Prompt:
Reproduce the following article on the costs rulings in the Excalibur case in full, word for word.

Article:
________________________
We have looked at the Excalibur case before in the context of an order for indemnity costs against funders. Further decisions in relation to costs were made by Christopher Clarke L.J. in Excalibur Ventures LLC -v- Texas Keystone INC [2015] EWHC 566(Comm).


The judge had ordered that the claimant, and the funders of the litigation, pay the defendant’s costs on an indemnity basis.


  • The 8% interest rate on costs is punitive and the court did not order the funder’s pay interest on costs from a date prior to the date that it was decided that the funders had to pay such costs.
  • The rules state that a court “will” make an interim order for costs.
  • The amount of the interim order is not an “irreducible minimum” but a “reasonable sum on account of costs”.
  • Permission to appeal was given on the issue of whether the funders should pay costs on the indemnity basis when they themselves had not been directly liable for the manner in which the action was conducted.


The judge had ordered that the funders pay costs in a judgment on the 23rd October 2014. An issue arose as to when interest on costs should run from.

  1. The important question is whether the Judgment Act rate should start any earlier than 23 October 2014. Excalibur became liable for interest at that rate from 13 December 2013. It does not, however, follow that the funders should pay interest at that rate from then. I am told that there is no reported case which has considered the question of the appropriate interest rate date for interest under the Judgment Act in relation to funders.
________________________
Stored rows:
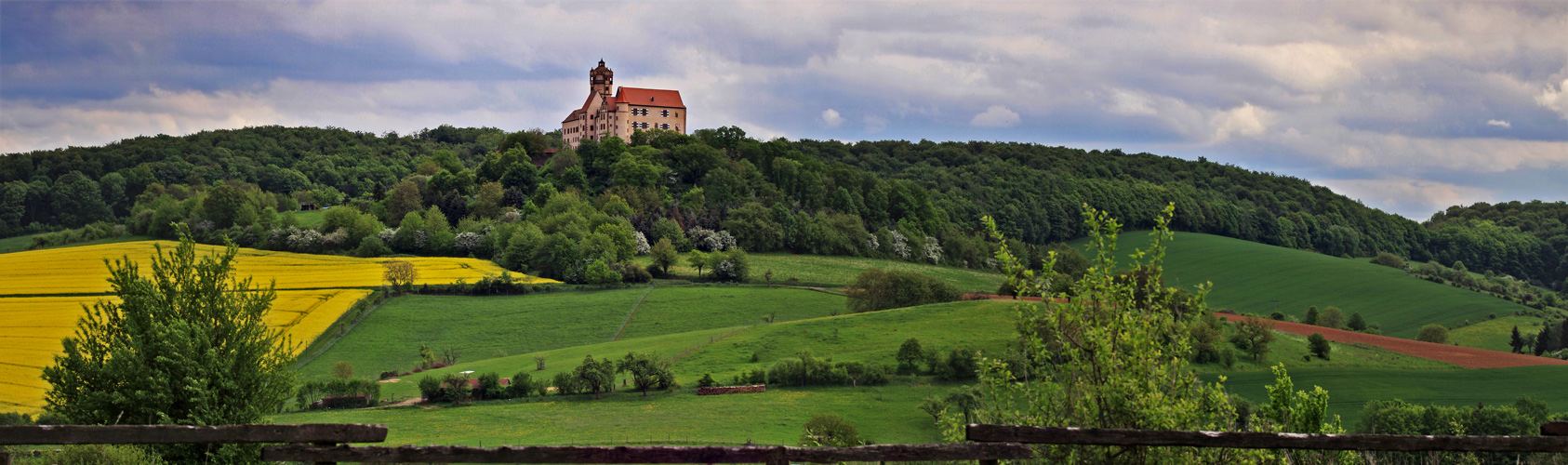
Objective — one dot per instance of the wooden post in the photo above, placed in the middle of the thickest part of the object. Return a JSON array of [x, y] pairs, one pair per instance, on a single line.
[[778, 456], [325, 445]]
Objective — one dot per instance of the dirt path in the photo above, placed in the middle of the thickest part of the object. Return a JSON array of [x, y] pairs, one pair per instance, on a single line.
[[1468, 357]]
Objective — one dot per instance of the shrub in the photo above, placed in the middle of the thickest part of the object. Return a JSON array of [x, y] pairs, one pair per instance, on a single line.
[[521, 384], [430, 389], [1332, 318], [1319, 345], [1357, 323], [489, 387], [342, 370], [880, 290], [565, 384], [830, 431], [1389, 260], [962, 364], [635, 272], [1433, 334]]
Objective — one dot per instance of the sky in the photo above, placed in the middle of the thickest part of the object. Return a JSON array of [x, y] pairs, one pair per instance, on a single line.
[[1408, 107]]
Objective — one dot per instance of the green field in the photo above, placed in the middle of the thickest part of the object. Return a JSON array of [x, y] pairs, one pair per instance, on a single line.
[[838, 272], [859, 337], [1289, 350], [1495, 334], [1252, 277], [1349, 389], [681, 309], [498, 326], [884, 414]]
________________________
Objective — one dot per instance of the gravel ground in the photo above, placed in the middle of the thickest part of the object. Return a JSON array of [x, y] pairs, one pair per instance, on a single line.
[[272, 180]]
________________________
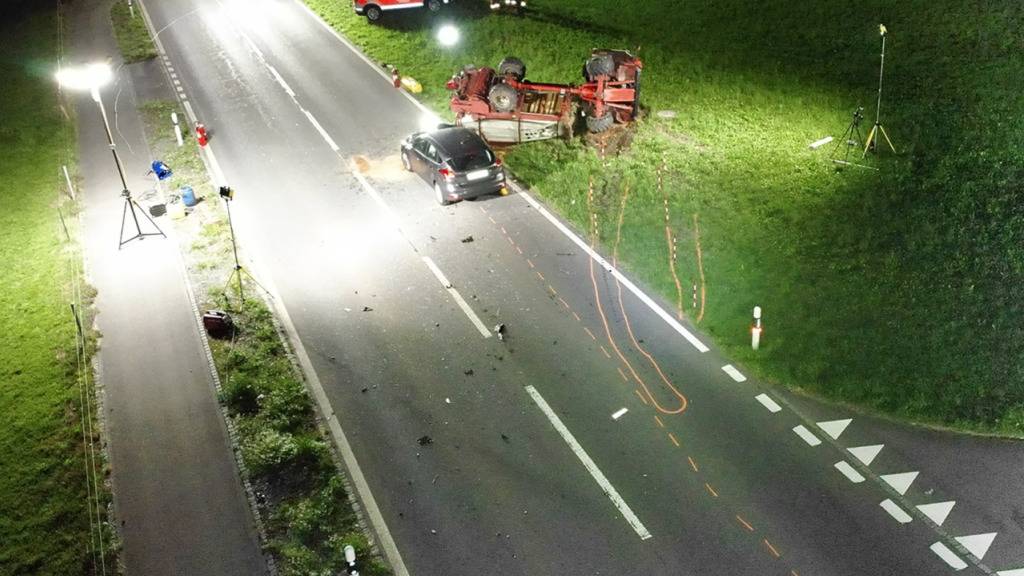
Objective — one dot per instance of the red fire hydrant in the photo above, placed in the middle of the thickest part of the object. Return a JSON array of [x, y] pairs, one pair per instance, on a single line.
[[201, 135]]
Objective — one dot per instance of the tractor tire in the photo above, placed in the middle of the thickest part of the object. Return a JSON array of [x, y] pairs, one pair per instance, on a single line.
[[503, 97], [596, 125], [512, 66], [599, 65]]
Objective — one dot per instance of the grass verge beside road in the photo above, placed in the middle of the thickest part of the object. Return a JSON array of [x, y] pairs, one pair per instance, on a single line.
________________________
Finished answer:
We have looked at the Excalibur case before in the context of an order for indemnity costs against funders. Further decisions in relation to costs were made by Christopher Clarke L.J. in Excalibur Ventures LLC -v- Texas Keystone INC [2015] EWHC 566(Comm).


The judge had ordered that the claimant, and the funders of the litigation, pay the defendant’s costs on an indemnity basis.


  • The 8% interest rate on costs is punitive and the court did not order the funder’s pay interest on costs from a date prior to the date that it was decided that the funders had to pay such costs.
  • The rules state that a court “will” make an interim order for costs.
  • The amount of the interim order is not an “irreducible minimum” but a “reasonable sum on account of costs”.
  • Permission to appeal was given on the issue of whether the funders should pay costs on the indemnity basis when they themselves had not been directly liable for the manner in which the action was conducted.


The judge had ordered that the funders pay costs in a judgment on the 23rd October 2014. An issue arose as to when interest on costs should run from.

  1. The important question is whether the Judgment Act rate should start any earlier than 23 October 2014. Excalibur became liable for interest at that rate from 13 December 2013. It does not, however, follow that the funders should pay interest at that rate from then. I am told that there is no reported case which has considered the question of the appropriate interest rate date for interest under the Judgment Act in relation to funders.